**** Extracted text ****
Entrepreneurs and startups are experiencing a resurgence. With small businesses of all kinds popping up around the country, the entrepreneurial spirit is now highly valued in many sectors. Nonprofits, however, are often overlooked in the discussion of launching a new organization and building an audience and impact.
While new apps and technology might get most of the media attention, founding a nonprofit actually has a lot in common with launching a startup. Check out these five ways in which nonprofits embody the entrepreneurial spirit.
1. Nonprofits Have Investors
Both nonprofits and startups need funding to put their ideas into action. Startup founders often court others to invest in their company. If the business continues to grow, the startup may go through multiple rounds of fundraising. Nonprofits usually rely on donations and grants to fund their work. While startup investors support an organization in the hopes of financial return, donors invest in nonprofits in the hopes of a different kind of return: impact.
**** Provided information ****
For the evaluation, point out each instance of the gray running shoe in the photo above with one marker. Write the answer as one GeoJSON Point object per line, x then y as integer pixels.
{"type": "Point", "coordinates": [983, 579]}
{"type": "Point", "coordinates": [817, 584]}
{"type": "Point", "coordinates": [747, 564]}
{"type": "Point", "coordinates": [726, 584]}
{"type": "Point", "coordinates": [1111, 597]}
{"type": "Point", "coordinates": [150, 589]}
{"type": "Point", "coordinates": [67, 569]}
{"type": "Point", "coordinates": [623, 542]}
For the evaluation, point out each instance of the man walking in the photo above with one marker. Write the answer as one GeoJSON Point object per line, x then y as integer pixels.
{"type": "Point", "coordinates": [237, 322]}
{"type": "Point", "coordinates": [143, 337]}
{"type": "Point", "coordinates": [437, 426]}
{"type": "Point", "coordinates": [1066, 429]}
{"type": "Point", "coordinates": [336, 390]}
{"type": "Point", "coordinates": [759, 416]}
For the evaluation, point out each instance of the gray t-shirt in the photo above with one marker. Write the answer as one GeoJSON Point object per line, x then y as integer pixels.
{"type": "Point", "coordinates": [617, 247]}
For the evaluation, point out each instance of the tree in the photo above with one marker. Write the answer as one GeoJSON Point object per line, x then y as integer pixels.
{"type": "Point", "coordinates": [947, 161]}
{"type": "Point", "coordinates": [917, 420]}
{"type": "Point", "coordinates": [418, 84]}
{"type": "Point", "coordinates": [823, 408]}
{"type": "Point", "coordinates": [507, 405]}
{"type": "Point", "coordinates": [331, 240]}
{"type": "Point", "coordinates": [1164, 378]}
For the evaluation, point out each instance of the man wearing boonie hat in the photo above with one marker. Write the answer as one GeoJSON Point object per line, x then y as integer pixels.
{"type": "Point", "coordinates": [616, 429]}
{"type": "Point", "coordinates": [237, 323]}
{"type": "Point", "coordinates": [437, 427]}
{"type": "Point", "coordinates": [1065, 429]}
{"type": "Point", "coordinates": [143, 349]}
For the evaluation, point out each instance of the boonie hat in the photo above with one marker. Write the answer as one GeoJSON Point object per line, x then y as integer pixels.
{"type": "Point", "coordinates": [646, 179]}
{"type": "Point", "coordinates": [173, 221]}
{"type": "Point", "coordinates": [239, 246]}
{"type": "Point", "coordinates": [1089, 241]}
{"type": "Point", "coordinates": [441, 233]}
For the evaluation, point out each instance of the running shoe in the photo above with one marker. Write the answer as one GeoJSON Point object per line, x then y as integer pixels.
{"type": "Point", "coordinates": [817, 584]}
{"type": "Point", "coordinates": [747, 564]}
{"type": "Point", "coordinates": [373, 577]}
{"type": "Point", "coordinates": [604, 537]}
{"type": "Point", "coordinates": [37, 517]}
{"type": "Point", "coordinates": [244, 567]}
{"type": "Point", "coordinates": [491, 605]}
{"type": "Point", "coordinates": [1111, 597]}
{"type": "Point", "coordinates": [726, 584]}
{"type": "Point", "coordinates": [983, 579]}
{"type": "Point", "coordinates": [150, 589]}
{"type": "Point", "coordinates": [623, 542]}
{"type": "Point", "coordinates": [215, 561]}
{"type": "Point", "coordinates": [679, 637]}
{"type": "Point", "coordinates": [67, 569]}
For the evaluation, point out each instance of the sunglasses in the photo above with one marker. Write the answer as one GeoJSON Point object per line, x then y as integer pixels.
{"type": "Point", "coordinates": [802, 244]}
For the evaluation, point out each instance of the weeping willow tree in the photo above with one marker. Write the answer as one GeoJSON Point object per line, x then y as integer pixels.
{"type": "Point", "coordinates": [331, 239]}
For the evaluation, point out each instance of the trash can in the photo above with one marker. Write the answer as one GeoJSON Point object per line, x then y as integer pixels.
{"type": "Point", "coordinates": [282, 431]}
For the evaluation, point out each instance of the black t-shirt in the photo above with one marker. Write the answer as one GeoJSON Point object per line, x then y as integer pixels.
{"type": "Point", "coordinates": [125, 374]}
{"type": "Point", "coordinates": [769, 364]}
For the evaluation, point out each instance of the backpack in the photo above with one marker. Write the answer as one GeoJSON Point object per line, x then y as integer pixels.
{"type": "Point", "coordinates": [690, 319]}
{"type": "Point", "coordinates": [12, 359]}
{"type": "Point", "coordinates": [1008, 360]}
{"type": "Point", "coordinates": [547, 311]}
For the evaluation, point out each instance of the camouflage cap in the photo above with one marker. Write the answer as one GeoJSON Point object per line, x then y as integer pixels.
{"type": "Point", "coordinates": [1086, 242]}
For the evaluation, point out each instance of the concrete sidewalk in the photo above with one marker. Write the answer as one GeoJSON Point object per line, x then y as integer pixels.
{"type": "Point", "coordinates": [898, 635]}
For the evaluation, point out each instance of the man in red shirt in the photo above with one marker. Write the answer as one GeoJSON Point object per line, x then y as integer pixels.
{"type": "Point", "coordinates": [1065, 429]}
****
What is needed:
Copy everything in the text on nonprofits from "1. Nonprofits Have" down to "of return: impact.". The rows have nothing to do with the text on nonprofits.

Written solution:
1. Nonprofits Have Investors
Both nonprofits and startups need funding to put their ideas into action. Startup founders often court others to invest in their company. If the business continues to grow, the startup may go through multiple rounds of fundraising. Nonprofits usually rely on donations and grants to fund their work. While startup investors support an organization in the hopes of financial return, donors invest in nonprofits in the hopes of a different kind of return: impact.